[EXERCISE INSTRUCTIONS]
Every entry in the listing below is to be output unchanged.

★ ★ ★

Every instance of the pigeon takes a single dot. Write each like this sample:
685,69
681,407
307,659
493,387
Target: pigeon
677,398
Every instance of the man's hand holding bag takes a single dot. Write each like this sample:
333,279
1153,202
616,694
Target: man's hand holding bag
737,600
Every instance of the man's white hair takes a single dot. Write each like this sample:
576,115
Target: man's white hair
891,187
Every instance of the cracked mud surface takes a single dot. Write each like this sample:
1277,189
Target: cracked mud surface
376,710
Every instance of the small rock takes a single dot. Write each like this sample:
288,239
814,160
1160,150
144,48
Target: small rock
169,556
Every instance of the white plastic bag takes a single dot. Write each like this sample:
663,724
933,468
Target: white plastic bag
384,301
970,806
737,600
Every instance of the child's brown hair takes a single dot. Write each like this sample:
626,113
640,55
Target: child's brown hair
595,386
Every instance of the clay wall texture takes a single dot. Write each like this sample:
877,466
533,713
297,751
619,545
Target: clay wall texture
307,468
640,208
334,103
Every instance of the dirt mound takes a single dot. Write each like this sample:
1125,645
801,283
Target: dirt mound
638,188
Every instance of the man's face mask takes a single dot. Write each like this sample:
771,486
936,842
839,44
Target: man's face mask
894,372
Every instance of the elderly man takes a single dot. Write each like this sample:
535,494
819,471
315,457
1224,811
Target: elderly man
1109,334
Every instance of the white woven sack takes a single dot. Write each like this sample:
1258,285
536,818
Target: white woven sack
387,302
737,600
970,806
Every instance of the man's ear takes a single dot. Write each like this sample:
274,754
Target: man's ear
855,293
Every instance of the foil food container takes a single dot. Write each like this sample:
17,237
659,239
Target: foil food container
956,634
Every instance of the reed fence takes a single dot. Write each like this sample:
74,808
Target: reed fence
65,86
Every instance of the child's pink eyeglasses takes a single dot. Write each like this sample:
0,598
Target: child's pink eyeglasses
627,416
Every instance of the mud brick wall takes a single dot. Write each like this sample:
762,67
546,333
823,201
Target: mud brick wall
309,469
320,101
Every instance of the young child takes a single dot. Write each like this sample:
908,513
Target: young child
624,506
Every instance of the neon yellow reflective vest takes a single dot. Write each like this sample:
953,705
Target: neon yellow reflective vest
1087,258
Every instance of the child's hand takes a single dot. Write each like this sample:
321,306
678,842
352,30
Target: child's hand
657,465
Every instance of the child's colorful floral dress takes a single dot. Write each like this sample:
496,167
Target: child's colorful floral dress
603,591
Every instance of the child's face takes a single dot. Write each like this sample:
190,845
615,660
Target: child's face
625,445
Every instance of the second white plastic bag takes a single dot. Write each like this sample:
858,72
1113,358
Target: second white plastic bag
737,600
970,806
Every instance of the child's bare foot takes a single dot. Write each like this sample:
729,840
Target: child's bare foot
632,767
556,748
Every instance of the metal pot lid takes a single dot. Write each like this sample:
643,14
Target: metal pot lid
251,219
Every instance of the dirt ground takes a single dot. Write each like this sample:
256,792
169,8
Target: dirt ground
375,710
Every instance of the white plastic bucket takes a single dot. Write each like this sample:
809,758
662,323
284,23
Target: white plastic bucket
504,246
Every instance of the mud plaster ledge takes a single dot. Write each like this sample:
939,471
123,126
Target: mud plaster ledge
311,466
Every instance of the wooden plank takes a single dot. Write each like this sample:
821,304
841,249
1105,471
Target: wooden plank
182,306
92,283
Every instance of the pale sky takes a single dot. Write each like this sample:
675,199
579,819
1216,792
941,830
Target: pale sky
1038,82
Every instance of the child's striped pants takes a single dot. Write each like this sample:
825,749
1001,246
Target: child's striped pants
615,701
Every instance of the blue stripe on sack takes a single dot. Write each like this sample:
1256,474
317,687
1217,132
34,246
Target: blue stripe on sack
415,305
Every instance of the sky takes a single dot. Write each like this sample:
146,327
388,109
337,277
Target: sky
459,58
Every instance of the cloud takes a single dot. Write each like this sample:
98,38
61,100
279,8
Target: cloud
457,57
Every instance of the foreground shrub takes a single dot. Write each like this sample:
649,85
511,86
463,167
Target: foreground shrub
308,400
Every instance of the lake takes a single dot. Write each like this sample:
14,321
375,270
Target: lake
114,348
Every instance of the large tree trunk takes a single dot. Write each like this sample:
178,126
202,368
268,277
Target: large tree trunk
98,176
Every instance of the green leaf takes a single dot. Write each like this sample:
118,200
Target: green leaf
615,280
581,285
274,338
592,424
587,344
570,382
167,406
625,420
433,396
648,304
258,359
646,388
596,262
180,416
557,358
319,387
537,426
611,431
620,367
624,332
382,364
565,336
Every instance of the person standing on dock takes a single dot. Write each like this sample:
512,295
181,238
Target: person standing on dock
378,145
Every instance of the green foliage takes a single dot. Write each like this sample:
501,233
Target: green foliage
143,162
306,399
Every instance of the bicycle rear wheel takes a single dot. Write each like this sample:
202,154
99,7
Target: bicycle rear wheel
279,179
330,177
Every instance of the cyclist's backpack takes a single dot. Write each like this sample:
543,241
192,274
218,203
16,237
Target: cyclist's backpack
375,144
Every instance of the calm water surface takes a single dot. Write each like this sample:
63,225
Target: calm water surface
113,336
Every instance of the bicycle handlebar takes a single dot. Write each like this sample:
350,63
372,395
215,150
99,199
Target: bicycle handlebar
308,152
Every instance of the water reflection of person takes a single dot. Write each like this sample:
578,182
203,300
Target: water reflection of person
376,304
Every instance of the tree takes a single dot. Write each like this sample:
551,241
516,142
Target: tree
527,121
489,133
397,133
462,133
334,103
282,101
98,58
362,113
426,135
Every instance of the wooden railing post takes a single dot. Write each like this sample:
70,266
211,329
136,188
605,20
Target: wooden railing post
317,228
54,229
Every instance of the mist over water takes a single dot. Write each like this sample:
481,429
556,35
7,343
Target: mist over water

★ ★ ★

[TASK SOLUTION]
Every instance of the pigeon takes a single dot. Write each like this sample:
685,69
681,407
307,659
493,387
Target: pigeon
677,398
Every instance of the man's hand holding bag takes a single dot. Write each like this sample:
333,279
1153,202
616,694
Target: man's hand holding bag
737,600
Every instance of the man's white hair takes a single dot. Write each like this sample:
576,115
Target: man's white hair
891,187
Every instance of the cracked mud surface takes a single dot. Write each like this sample:
1277,189
Target: cracked mud surface
376,710
Every instance of the small rock takes a single dot. Write each like this sample:
288,239
814,160
1160,150
144,48
Target: small rock
169,556
Every instance of the white plastic bag takes a single dot. Write each like this sample:
663,724
933,468
Target: white plastic bag
384,301
970,806
737,600
Every instance of the child's brown hair takes a single dot. Write each like this sample:
626,113
640,55
Target: child's brown hair
595,386
Every instance of the clay wall texture takes a single dot. Write each like this sample:
877,466
533,713
297,751
619,545
Target: clay wall texture
307,468
640,208
334,103
Every instance of the dirt mound takes a single dot. Write each like this sample:
1125,645
801,283
Target: dirt mound
638,188
Every instance of the man's face mask takes a single dot. Write each like this sample:
771,486
936,842
839,44
Target: man's face mask
894,372
Every instance of the elderly man takes a single dot. Write each like this sample:
535,494
819,471
315,457
1224,811
Target: elderly man
1109,334
Every instance of the white woven sack takes a single dot. Write each like this sample:
1258,285
536,818
Target: white woven sack
387,302
737,600
970,806
Every instance of the man's ear takes a single dot. Write each like this sample:
274,754
Target: man's ear
855,293
Every instance of the foil food container takes a single dot. Write each like this sample:
17,237
659,239
Target: foil food container
956,634
Every instance of the reed fence takes a single dot. Write each like this sample:
74,808
Target: reed fence
65,86
Every instance of the child's pink eyeglasses takes a single dot. Write each like this sample:
0,598
Target: child's pink eyeglasses
627,416
Every instance of the mud brick wall takes a single dot. Write each like this sample:
762,67
546,333
823,201
Target: mud brick wall
309,469
320,101
Every instance of the young child takes a single dot. Write each like this sample:
908,513
Target: young child
624,506
Every instance of the neon yellow reflective vest takes a single dot. Write each like this sample:
953,705
Target: neon yellow reflective vest
1087,258
Every instance of the child's hand takes a single dot. Write each like this sample:
321,306
678,842
352,30
Target: child's hand
657,465
Every instance of the child's colorful floral dress takes a single dot. Write each like this sample:
496,167
Target: child's colorful floral dress
603,591
Every instance of the child's face takes a single dot. Write each like this sample:
190,845
615,660
Target: child's face
625,445
Every instance of the second white plastic bag takes a single dot. Write each like this sample:
858,72
1113,358
Target: second white plastic bag
737,600
970,806
Every instance of the child's bare foot takes a single dot. Write each like this sample:
729,840
Target: child's bare foot
632,767
556,748
Every instance of the metal pot lid takes a single dot. Write each like this sample:
643,14
Target: metal pot lid
251,219
Every instance of the dirt ground takes a single dot. Write each like this sample:
256,792
169,8
Target: dirt ground
375,710
Every instance of the white plastic bucket takes a single dot. Write each like this sample:
809,758
662,323
284,23
Target: white plastic bucket
504,246
Every instance of the mud plaster ledge takes a single dot. Write each like this sample:
939,471
123,126
Target: mud plaster ledge
311,466
Every instance of the wooden plank takes a single dot. Write each like this sample:
821,304
841,249
1105,471
Target: wooden plank
182,306
92,283
Every instance of the pale sky takes a single dot. Write each like this sample:
675,199
579,819
1216,792
941,830
Target: pale sky
1038,82
Every instance of the child's striped pants takes a single dot. Write each like this sample:
825,749
1001,246
Target: child's striped pants
615,701
Every instance of the blue stripe on sack takes a single dot. Write each like this sample:
1256,474
317,687
1217,132
34,246
Target: blue stripe on sack
415,305
Every instance of the sky takes a single dot. Write each like this sample:
146,327
388,109
337,277
Target: sky
459,58
Every instance of the cloud takes a single dot. Write each like this sample:
98,38
61,100
279,8
Target: cloud
457,57
Every instance of the foreground shrub takes a single dot. Write each like this sample:
649,85
511,86
463,167
Target: foreground shrub
308,400
Every instance of the lake takes a single dot. Write each like this sample:
14,321
375,270
Target: lake
114,348
Every instance of the large tree trunk takes a single dot. Write each like this sample:
178,126
202,368
268,277
Target: large tree trunk
98,176
Every instance of the green leaf takes a single dot. Write each like this sample:
118,200
Target: green leaf
615,280
581,285
274,338
592,424
587,344
570,382
167,406
625,420
433,396
648,304
258,359
646,388
596,262
180,416
557,358
319,387
537,426
611,431
620,367
624,332
382,364
565,336
Every instance of the person standing on dock takes a single dot. Write each like this sample:
512,295
181,238
Target: person standing on dock
378,145
Every instance of the green foliage takes a single dot. Write each like this sample:
501,233
Target: green foliage
143,162
306,399
Every instance of the bicycle rear wheel takes a single dot. Write each like this sample:
202,154
99,7
Target: bicycle rear wheel
279,179
330,177
Every instance of the cyclist's backpack takes a single dot. Write each like this sample:
543,241
192,274
218,203
16,237
Target: cyclist's backpack
375,144
Every instance of the calm water surface takes a single dot. Write each like this sample:
63,225
Target: calm water surface
113,336
Every instance of the bicycle handlebar takes a single dot. Write each like this sample:
350,63
372,395
215,150
99,199
Target: bicycle handlebar
308,152
Every instance of the water reflection of person takes a single dot. Write each like this sample:
578,182
203,300
Target: water reflection of person
376,304
Every instance of the tree takes a single dot. Write each like this sample:
551,241
516,142
Target: tree
527,121
489,133
397,133
462,133
334,103
282,101
98,58
362,113
426,135
Every instance of the wooden railing post takes a single dot. Write each like this sample:
70,266
211,329
136,188
605,20
Target: wooden railing post
317,228
54,229
Every instance of the mist over water takes a single dot. Write each like this sample:
481,429
556,35
7,343
Target: mist over water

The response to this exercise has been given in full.